AVAILABLE RECORDS —
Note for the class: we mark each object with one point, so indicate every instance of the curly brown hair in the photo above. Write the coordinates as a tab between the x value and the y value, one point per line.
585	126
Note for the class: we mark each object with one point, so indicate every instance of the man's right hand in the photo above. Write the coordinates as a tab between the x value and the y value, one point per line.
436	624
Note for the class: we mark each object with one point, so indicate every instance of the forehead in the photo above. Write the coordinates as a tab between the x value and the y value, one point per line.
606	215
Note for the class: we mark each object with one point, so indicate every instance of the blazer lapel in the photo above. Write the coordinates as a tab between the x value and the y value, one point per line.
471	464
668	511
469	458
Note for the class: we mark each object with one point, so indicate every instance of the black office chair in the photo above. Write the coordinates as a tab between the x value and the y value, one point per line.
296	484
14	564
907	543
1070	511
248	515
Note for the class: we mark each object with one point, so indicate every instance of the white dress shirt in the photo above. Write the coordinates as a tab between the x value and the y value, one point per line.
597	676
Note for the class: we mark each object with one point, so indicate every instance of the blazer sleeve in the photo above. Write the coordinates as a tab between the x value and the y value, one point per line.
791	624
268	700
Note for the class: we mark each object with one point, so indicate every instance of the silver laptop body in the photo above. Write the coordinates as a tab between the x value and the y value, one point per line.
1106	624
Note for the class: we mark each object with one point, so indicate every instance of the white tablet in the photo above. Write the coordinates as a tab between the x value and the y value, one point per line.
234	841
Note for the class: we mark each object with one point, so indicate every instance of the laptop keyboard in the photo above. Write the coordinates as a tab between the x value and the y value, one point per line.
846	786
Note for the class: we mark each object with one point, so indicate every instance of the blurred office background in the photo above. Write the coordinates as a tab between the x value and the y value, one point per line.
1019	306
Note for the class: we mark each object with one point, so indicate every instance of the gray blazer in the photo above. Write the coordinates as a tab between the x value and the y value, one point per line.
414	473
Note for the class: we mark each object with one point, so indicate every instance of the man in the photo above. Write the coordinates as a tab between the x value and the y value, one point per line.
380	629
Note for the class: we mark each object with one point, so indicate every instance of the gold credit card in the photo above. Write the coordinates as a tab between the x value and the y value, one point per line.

EXERCISE DETAILS — The records are to be repeated in full, exactly as they stand.

RESULT OF THIS TASK —
Note for the class: we mark each object with one point, so indicate every instance of the curly brown hair in the photo above. Write the coordinates as a tab between the x value and the y value, one point per line.
585	126
Note for the class: we mark each object with one point, so indicate every instance of the man's right hand in the photo above. Write the coordinates as a tab between the x value and the y value, one point per line.
436	624
Note for the class: we mark each object with one point, so indicate every instance of the forehead in the photo above. Write the coordinates as a tab between the x value and the y value, one point per line.
606	215
Note for the class: we mark each object with one point, so indicate every instance of the blazer lapel in the photo above. Write the coordinates as a tab between the x value and the y value, one point per line.
471	464
668	511
469	458
Note for the class: we mark each object with one point, so indicate every instance of the black office chair in the photo above. Write the coordinates as a tab between the x value and the y value, one point per line.
296	484
14	564
907	543
1070	511
248	515
Note for the class: we mark each object with one point, so indicate every instance of the white dress shirt in the photo above. Write the coordinates as a tab between the x value and the y value, one point per line.
597	676
Note for the class: we mark each object with one point, so indicate every instance of the blazer sleeve in the photo above. Write the coordinates as a tab between the x value and the y value, one point per line.
791	624
268	700
Note for the class: we mark each object with one point, so indicate every instance of the silver laptop body in the photo above. Write the coordinates as a tab between the x value and the y value, one point per line.
1106	624
Note for the class: we mark each object with one point, so indicate every instance of the white tablet in the photo above. Write the coordinates as a tab between the x value and the y value, one point per line.
234	841
Note for the class: we mark each object with one point, so indicate every instance of the laptop keyboard in the photo above. Write the coordinates as a tab between the x value and the y value, one point per line.
846	786
Note for the class: we mark each object with one point, so indicate every instance of the blurred office background in the photo above. Write the coordinates as a tab between the x value and the y value, one point per line.
1019	306
Note for the class: we mark each object with one point, so indicate every instance of the gray blazer in the photo above. Write the coordinates as a tab between the x value and the y value, one point per line.
414	473
Note for the class: we mark each object with one point, so indicate every instance of the man in the photo above. Write the coordinates as a tab between the x value and the y value, one point per line.
380	629
Note for the class: we mark each object with one point, so indicate every instance of the gold credit card in the photo above. Write the coordinates as a tab between the x value and the y value, one point per line.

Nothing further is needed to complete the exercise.